The whole listing that follows is to be restated word for word, images excluded.

***** Data shown *****

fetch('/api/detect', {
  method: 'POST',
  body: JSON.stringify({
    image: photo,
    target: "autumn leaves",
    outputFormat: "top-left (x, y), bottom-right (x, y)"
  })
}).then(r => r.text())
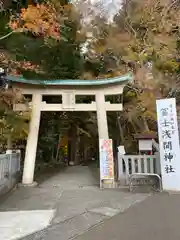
top-left (9, 2), bottom-right (72, 40)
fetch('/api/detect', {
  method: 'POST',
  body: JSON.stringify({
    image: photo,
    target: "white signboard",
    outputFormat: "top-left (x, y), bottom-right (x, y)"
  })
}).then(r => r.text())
top-left (156, 98), bottom-right (180, 191)
top-left (139, 139), bottom-right (152, 151)
top-left (99, 139), bottom-right (114, 180)
top-left (117, 145), bottom-right (125, 155)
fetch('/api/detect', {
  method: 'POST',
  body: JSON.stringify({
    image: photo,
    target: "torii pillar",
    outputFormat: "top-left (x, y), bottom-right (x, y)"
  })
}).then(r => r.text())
top-left (96, 91), bottom-right (109, 139)
top-left (22, 94), bottom-right (41, 186)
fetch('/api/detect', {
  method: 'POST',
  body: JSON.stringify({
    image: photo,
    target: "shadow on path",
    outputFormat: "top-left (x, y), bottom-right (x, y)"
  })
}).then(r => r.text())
top-left (75, 193), bottom-right (180, 240)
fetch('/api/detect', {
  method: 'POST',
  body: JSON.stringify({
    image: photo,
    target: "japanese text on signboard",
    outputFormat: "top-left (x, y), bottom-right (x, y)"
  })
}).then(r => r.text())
top-left (99, 139), bottom-right (114, 179)
top-left (160, 105), bottom-right (175, 174)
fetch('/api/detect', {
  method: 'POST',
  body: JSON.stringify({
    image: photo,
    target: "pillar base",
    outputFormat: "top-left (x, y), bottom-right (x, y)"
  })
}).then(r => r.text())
top-left (18, 181), bottom-right (38, 188)
top-left (101, 179), bottom-right (118, 189)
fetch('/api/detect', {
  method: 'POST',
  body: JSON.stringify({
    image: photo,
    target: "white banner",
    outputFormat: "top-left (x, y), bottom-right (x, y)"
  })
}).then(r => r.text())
top-left (156, 98), bottom-right (180, 191)
top-left (99, 139), bottom-right (114, 180)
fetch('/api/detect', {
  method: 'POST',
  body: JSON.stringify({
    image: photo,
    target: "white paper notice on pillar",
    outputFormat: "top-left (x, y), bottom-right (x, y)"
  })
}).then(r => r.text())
top-left (99, 139), bottom-right (114, 180)
top-left (156, 98), bottom-right (180, 191)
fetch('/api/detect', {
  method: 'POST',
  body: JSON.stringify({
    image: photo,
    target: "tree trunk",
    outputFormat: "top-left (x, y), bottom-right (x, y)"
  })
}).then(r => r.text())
top-left (116, 113), bottom-right (125, 144)
top-left (55, 133), bottom-right (61, 162)
top-left (69, 123), bottom-right (79, 165)
top-left (142, 116), bottom-right (150, 132)
top-left (130, 119), bottom-right (138, 133)
top-left (7, 134), bottom-right (12, 149)
top-left (116, 95), bottom-right (125, 144)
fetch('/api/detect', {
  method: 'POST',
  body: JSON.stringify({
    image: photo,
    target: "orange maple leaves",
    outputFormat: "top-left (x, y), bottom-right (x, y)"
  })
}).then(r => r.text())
top-left (9, 3), bottom-right (62, 40)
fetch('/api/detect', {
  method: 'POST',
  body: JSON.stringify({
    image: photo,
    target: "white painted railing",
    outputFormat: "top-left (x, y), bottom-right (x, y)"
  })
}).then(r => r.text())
top-left (118, 152), bottom-right (161, 185)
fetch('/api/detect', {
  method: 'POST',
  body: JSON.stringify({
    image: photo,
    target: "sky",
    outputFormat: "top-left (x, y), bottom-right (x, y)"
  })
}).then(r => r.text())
top-left (74, 0), bottom-right (122, 22)
top-left (91, 0), bottom-right (122, 19)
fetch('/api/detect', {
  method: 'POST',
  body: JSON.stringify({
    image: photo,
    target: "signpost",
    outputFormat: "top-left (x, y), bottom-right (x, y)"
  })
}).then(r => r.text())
top-left (117, 145), bottom-right (126, 182)
top-left (99, 139), bottom-right (114, 188)
top-left (156, 98), bottom-right (180, 191)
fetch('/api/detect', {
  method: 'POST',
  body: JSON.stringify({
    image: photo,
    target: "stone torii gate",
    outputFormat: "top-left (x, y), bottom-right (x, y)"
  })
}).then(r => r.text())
top-left (6, 73), bottom-right (133, 187)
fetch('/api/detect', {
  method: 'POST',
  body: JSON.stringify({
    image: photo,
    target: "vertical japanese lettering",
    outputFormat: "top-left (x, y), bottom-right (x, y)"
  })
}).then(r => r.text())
top-left (159, 104), bottom-right (176, 174)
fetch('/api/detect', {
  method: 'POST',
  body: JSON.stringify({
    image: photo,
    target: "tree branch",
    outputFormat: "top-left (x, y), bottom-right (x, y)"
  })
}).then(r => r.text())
top-left (0, 31), bottom-right (14, 41)
top-left (161, 0), bottom-right (179, 27)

*****

• Completed exercise
fetch('/api/detect', {
  method: 'POST',
  body: JSON.stringify({
    image: photo,
    target: "autumn leaves",
    outputFormat: "top-left (x, y), bottom-right (x, y)"
  })
}).then(r => r.text())
top-left (9, 2), bottom-right (72, 40)
fetch('/api/detect', {
  method: 'POST',
  body: JSON.stringify({
    image: photo,
    target: "white signboard",
    outputFormat: "top-left (x, y), bottom-right (x, y)"
  })
}).then(r => r.text())
top-left (156, 98), bottom-right (180, 191)
top-left (139, 139), bottom-right (152, 151)
top-left (99, 139), bottom-right (114, 180)
top-left (117, 145), bottom-right (125, 155)
fetch('/api/detect', {
  method: 'POST',
  body: JSON.stringify({
    image: photo,
    target: "torii pillar",
    outputFormat: "top-left (x, y), bottom-right (x, y)"
  })
}).then(r => r.text())
top-left (96, 91), bottom-right (109, 139)
top-left (22, 94), bottom-right (41, 186)
fetch('/api/detect', {
  method: 'POST',
  body: JSON.stringify({
    image: photo,
    target: "shadow on path",
    outputFormat: "top-left (x, y), bottom-right (x, y)"
  })
}).then(r => r.text())
top-left (75, 193), bottom-right (180, 240)
fetch('/api/detect', {
  method: 'POST',
  body: JSON.stringify({
    image: photo,
    target: "japanese text on signboard",
    outputFormat: "top-left (x, y), bottom-right (x, y)"
  })
}).then(r => r.text())
top-left (99, 139), bottom-right (114, 179)
top-left (160, 105), bottom-right (175, 174)
fetch('/api/detect', {
  method: 'POST',
  body: JSON.stringify({
    image: photo,
    target: "pillar base",
    outputFormat: "top-left (x, y), bottom-right (x, y)"
  })
}).then(r => r.text())
top-left (18, 181), bottom-right (38, 188)
top-left (101, 179), bottom-right (118, 189)
fetch('/api/detect', {
  method: 'POST',
  body: JSON.stringify({
    image: photo,
    target: "white banner",
    outputFormat: "top-left (x, y), bottom-right (x, y)"
  })
}).then(r => r.text())
top-left (156, 98), bottom-right (180, 191)
top-left (99, 139), bottom-right (114, 180)
fetch('/api/detect', {
  method: 'POST',
  body: JSON.stringify({
    image: photo,
    target: "white paper notice on pillar",
    outputFormat: "top-left (x, y), bottom-right (x, y)"
  })
}).then(r => r.text())
top-left (99, 139), bottom-right (114, 180)
top-left (156, 98), bottom-right (180, 191)
fetch('/api/detect', {
  method: 'POST',
  body: JSON.stringify({
    image: photo,
    target: "tree trunk",
    outputFormat: "top-left (x, y), bottom-right (x, y)"
  })
}).then(r => r.text())
top-left (116, 113), bottom-right (125, 144)
top-left (55, 133), bottom-right (61, 162)
top-left (69, 123), bottom-right (79, 165)
top-left (142, 116), bottom-right (150, 132)
top-left (130, 119), bottom-right (138, 133)
top-left (7, 134), bottom-right (12, 149)
top-left (116, 95), bottom-right (125, 144)
fetch('/api/detect', {
  method: 'POST',
  body: JSON.stringify({
    image: photo,
    target: "orange maple leaves",
    outputFormat: "top-left (x, y), bottom-right (x, y)"
  })
}).then(r => r.text())
top-left (9, 3), bottom-right (62, 40)
fetch('/api/detect', {
  method: 'POST',
  body: JSON.stringify({
    image: photo,
    target: "white painted railing",
    outputFormat: "top-left (x, y), bottom-right (x, y)"
  })
}).then(r => r.text())
top-left (118, 152), bottom-right (161, 185)
fetch('/api/detect', {
  method: 'POST',
  body: JSON.stringify({
    image: photo,
    target: "sky",
    outputFormat: "top-left (x, y), bottom-right (x, y)"
  })
}).then(r => r.text())
top-left (74, 0), bottom-right (122, 22)
top-left (91, 0), bottom-right (122, 19)
fetch('/api/detect', {
  method: 'POST',
  body: JSON.stringify({
    image: photo,
    target: "signpost",
    outputFormat: "top-left (x, y), bottom-right (x, y)"
  })
}).then(r => r.text())
top-left (117, 145), bottom-right (126, 182)
top-left (99, 139), bottom-right (114, 188)
top-left (156, 98), bottom-right (180, 191)
fetch('/api/detect', {
  method: 'POST',
  body: JSON.stringify({
    image: photo,
    target: "stone torii gate",
    outputFormat: "top-left (x, y), bottom-right (x, y)"
  })
}).then(r => r.text())
top-left (6, 73), bottom-right (133, 187)
fetch('/api/detect', {
  method: 'POST',
  body: JSON.stringify({
    image: photo,
    target: "vertical japanese lettering",
    outputFormat: "top-left (x, y), bottom-right (x, y)"
  })
}).then(r => r.text())
top-left (159, 104), bottom-right (176, 174)
fetch('/api/detect', {
  method: 'POST',
  body: JSON.stringify({
    image: photo,
    target: "tree branch",
    outputFormat: "top-left (x, y), bottom-right (x, y)"
  })
}).then(r => r.text())
top-left (0, 31), bottom-right (14, 41)
top-left (161, 0), bottom-right (179, 27)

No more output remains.